▶ _Task_
Copy every line of the records in the stretch from the line containing "In this exercise you will tag the olive" through the line containing "(1253, 382)", raising each x and y coordinate by 90 and leaving all other text unchanged.

▶ _Source data_

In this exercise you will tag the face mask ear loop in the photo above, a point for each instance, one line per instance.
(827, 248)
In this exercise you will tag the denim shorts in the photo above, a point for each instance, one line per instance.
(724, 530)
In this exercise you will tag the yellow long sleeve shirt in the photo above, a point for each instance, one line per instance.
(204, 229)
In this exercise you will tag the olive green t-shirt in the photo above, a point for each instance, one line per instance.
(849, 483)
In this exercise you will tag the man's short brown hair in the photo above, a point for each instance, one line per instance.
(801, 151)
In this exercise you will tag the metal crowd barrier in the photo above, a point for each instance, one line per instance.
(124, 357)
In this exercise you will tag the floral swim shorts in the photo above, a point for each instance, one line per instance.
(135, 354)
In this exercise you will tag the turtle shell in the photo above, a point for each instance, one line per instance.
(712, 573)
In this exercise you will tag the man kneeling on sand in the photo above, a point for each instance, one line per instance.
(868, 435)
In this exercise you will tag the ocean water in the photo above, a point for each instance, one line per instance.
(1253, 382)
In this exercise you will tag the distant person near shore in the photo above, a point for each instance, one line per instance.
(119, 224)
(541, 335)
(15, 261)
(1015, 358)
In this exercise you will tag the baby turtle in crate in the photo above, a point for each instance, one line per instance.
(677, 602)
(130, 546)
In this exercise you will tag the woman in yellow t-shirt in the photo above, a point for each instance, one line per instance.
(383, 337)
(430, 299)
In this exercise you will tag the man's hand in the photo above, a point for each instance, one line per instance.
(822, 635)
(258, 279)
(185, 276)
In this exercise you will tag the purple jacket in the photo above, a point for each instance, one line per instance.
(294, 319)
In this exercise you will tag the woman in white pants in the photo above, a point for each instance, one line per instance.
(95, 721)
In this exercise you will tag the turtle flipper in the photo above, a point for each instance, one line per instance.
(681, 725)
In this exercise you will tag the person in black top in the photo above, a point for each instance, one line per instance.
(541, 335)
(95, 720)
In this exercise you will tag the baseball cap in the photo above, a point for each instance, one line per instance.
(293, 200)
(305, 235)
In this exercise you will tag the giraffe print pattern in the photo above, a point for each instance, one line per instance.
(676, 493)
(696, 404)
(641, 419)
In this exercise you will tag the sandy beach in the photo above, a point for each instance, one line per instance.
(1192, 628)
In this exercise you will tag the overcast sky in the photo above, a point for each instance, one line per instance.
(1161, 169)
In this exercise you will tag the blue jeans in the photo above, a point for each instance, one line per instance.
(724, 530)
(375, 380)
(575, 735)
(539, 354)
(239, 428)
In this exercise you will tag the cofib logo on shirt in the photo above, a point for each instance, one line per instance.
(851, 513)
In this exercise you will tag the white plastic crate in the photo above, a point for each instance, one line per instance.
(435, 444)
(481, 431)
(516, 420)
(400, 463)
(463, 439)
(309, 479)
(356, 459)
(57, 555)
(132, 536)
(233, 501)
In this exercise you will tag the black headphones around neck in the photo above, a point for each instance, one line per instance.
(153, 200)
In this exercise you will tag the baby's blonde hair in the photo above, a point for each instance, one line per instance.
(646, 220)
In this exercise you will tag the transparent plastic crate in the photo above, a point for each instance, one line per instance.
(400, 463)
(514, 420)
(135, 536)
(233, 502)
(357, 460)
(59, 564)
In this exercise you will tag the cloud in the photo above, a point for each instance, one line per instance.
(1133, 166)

▶ _Answer to this problem_
In this exercise you will tag the olive green t-shirt in the photo above, a point for each instance, one line per instance.
(939, 573)
In this exercise you will tag the man's short brown hair in the photo above, a point for each instance, one line per instance.
(891, 241)
In this exercise you will tag the metal crowd barrier in the photo above, a point for each instance, one line per instance.
(214, 447)
In this exercise you will tag the floral swim shorts in the photo above, a point for each instance, one line per instance.
(225, 444)
In this exercise you will tag the turtle shell in the photo above, a point for each instance, one line per instance.
(802, 663)
In this exercise you will tag the man kneeling on sand in the photo above, a point for each instance, one line per instance.
(958, 525)
In this exercise you will tag the ocean water in the photo above, a point for each instance, one line per instance.
(1343, 472)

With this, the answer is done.